▸ Goal of the exercise: Could you print the lines below exactly, from the one holding "One pin marks each instance of the boat railing" through the last line, with no other output?

Records for the task START

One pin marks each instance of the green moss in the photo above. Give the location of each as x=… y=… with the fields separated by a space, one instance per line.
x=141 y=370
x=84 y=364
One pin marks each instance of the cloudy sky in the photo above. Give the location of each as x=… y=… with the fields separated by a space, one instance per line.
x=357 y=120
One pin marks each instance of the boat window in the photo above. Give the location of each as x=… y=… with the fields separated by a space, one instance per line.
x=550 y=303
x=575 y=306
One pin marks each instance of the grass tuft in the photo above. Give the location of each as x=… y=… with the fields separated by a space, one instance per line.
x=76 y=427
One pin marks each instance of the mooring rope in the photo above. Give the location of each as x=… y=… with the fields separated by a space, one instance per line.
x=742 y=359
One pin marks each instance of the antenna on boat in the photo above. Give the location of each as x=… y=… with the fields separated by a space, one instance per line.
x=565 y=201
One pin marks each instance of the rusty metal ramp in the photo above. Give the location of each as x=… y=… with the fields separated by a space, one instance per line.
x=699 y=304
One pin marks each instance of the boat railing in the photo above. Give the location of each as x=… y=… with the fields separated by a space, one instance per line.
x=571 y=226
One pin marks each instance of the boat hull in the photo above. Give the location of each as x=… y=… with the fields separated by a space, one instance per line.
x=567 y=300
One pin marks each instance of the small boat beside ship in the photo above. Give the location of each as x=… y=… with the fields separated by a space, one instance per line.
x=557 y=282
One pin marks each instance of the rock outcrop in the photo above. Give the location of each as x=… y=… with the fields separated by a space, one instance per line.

Records for the task END

▸ Output below:
One pin marks each instance of the boat railing in the photo above. Give the location of each as x=… y=… with the fields separated by a space, one instance per line.
x=571 y=226
One pin marks each instance of the boat hull in the photo above. Give the location of each as x=… y=… with the fields separated by a space, one instance per line.
x=567 y=300
One pin marks each instance of the small boat beside ship in the photo above. Give the location of each as x=… y=… with the fields separated by a space, one instance per line.
x=557 y=282
One pin marks each instance of the rock outcrop in the photo above. Give the location of each as x=… y=… with the fields separated by a space, one instance per line.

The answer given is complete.